- _WHAT YOU SHOULD DO_
Print every line of the records below word for word, leaving out the pictures.

- _Raw records_

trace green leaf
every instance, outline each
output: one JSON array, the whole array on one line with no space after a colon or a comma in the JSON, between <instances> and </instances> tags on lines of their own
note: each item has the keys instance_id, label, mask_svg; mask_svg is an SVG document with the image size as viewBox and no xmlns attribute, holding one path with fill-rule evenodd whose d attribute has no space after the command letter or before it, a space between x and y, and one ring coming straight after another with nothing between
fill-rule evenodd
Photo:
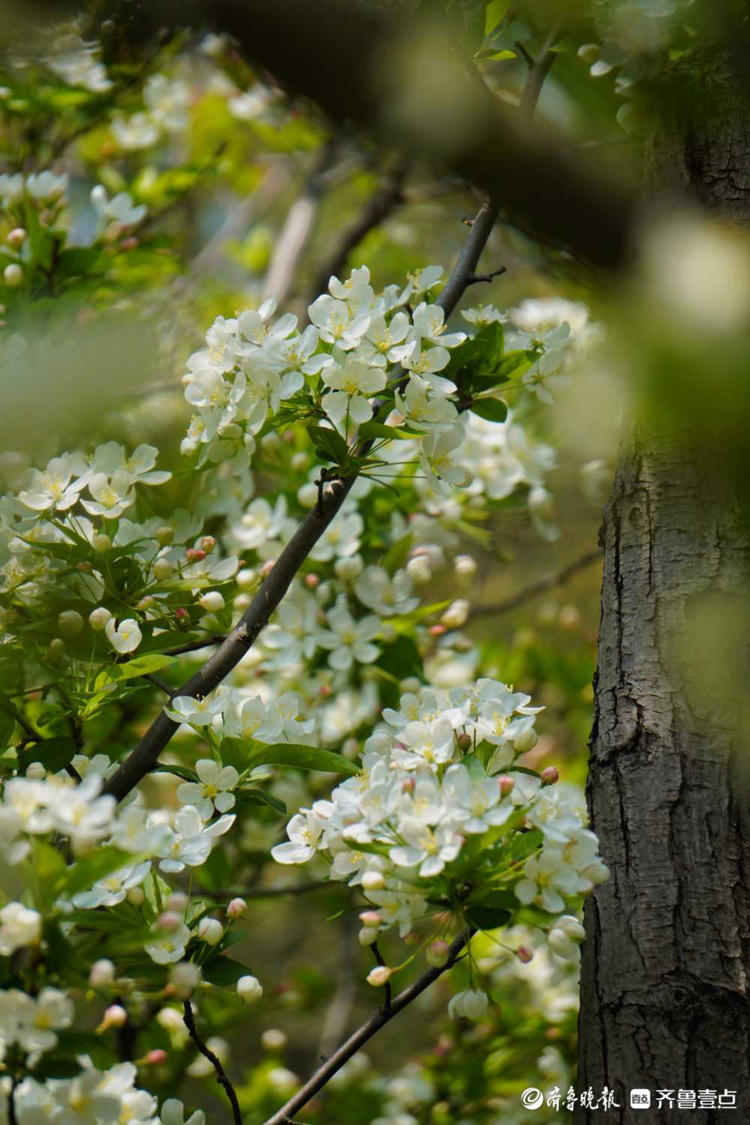
<instances>
[{"instance_id":1,"label":"green leaf","mask_svg":"<svg viewBox=\"0 0 750 1125\"><path fill-rule=\"evenodd\" d=\"M253 744L256 749L249 766L296 766L297 770L319 770L323 773L359 773L359 766L333 750L319 750L316 746L300 746L297 742L279 742L278 746Z\"/></svg>"},{"instance_id":2,"label":"green leaf","mask_svg":"<svg viewBox=\"0 0 750 1125\"><path fill-rule=\"evenodd\" d=\"M349 446L335 430L311 425L307 428L307 432L322 461L335 461L342 465L349 458Z\"/></svg>"},{"instance_id":3,"label":"green leaf","mask_svg":"<svg viewBox=\"0 0 750 1125\"><path fill-rule=\"evenodd\" d=\"M497 25L505 19L509 7L510 0L490 0L485 11L485 35L494 32Z\"/></svg>"},{"instance_id":4,"label":"green leaf","mask_svg":"<svg viewBox=\"0 0 750 1125\"><path fill-rule=\"evenodd\" d=\"M237 983L241 976L246 976L251 970L247 965L241 965L238 961L231 961L229 957L217 957L202 966L204 980L218 988L229 988Z\"/></svg>"},{"instance_id":5,"label":"green leaf","mask_svg":"<svg viewBox=\"0 0 750 1125\"><path fill-rule=\"evenodd\" d=\"M501 398L475 398L471 412L488 422L505 422L508 416L508 405Z\"/></svg>"},{"instance_id":6,"label":"green leaf","mask_svg":"<svg viewBox=\"0 0 750 1125\"><path fill-rule=\"evenodd\" d=\"M24 750L24 762L40 762L45 770L56 773L71 764L78 747L72 738L45 738Z\"/></svg>"},{"instance_id":7,"label":"green leaf","mask_svg":"<svg viewBox=\"0 0 750 1125\"><path fill-rule=\"evenodd\" d=\"M88 891L100 879L111 875L118 867L134 862L134 856L129 852L109 844L97 848L92 855L87 855L79 860L67 873L67 893L78 894L79 891Z\"/></svg>"},{"instance_id":8,"label":"green leaf","mask_svg":"<svg viewBox=\"0 0 750 1125\"><path fill-rule=\"evenodd\" d=\"M264 789L241 789L237 791L237 801L240 804L269 804L277 812L283 816L287 811L287 806L283 801L280 801L278 796L271 796L266 793Z\"/></svg>"},{"instance_id":9,"label":"green leaf","mask_svg":"<svg viewBox=\"0 0 750 1125\"><path fill-rule=\"evenodd\" d=\"M174 664L174 660L175 657L166 656L165 652L146 652L143 656L136 656L133 660L127 660L125 664L112 664L111 667L99 673L93 684L94 691L101 691L107 684L120 683L124 680L150 676L153 672L160 672L162 668L169 667L170 664Z\"/></svg>"}]
</instances>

- _ANSWER FOR THIS EXERCISE_
trace green leaf
every instance, outline each
output: one JSON array, the whole array on one line with no space after a colon or a comma in the JSON, between <instances> and </instances> tags on lines of their own
note: each item has the keys instance_id, label, mask_svg; mask_svg is an SVG document with the image size as viewBox and no xmlns attribute, holding one path with fill-rule evenodd whose d attribute has no space after the command letter or before it, a space between x and y, and one ring coming straight after another with nothing between
fill-rule evenodd
Photo:
<instances>
[{"instance_id":1,"label":"green leaf","mask_svg":"<svg viewBox=\"0 0 750 1125\"><path fill-rule=\"evenodd\" d=\"M253 744L256 749L249 766L296 766L297 770L319 770L323 773L359 773L359 766L333 750L319 750L316 746L300 746L297 742L279 742L278 746Z\"/></svg>"},{"instance_id":2,"label":"green leaf","mask_svg":"<svg viewBox=\"0 0 750 1125\"><path fill-rule=\"evenodd\" d=\"M349 446L335 430L311 425L307 428L307 432L322 461L335 461L342 465L349 458Z\"/></svg>"},{"instance_id":3,"label":"green leaf","mask_svg":"<svg viewBox=\"0 0 750 1125\"><path fill-rule=\"evenodd\" d=\"M497 25L505 19L509 7L510 0L490 0L485 11L485 35L494 32Z\"/></svg>"},{"instance_id":4,"label":"green leaf","mask_svg":"<svg viewBox=\"0 0 750 1125\"><path fill-rule=\"evenodd\" d=\"M237 983L241 976L246 976L251 970L247 965L241 965L238 961L231 961L229 957L217 957L202 966L204 980L218 988L229 988Z\"/></svg>"},{"instance_id":5,"label":"green leaf","mask_svg":"<svg viewBox=\"0 0 750 1125\"><path fill-rule=\"evenodd\" d=\"M501 398L475 398L471 412L488 422L505 422L508 416L508 405Z\"/></svg>"},{"instance_id":6,"label":"green leaf","mask_svg":"<svg viewBox=\"0 0 750 1125\"><path fill-rule=\"evenodd\" d=\"M24 750L24 762L40 762L45 770L56 773L71 764L78 747L72 738L45 738Z\"/></svg>"},{"instance_id":7,"label":"green leaf","mask_svg":"<svg viewBox=\"0 0 750 1125\"><path fill-rule=\"evenodd\" d=\"M88 891L100 879L111 875L118 867L134 862L134 856L129 852L109 844L97 848L92 855L87 855L79 860L67 873L67 893L78 894L79 891Z\"/></svg>"},{"instance_id":8,"label":"green leaf","mask_svg":"<svg viewBox=\"0 0 750 1125\"><path fill-rule=\"evenodd\" d=\"M264 789L241 789L237 791L237 801L240 804L269 804L277 812L283 816L287 811L287 806L283 801L280 801L278 796L271 796L266 793Z\"/></svg>"},{"instance_id":9,"label":"green leaf","mask_svg":"<svg viewBox=\"0 0 750 1125\"><path fill-rule=\"evenodd\" d=\"M174 664L174 660L175 657L166 656L165 652L146 652L143 656L136 656L133 660L127 660L125 664L112 664L111 667L99 673L93 684L94 691L101 691L107 684L120 683L124 680L150 676L153 672L160 672L162 668L169 667L170 664Z\"/></svg>"}]
</instances>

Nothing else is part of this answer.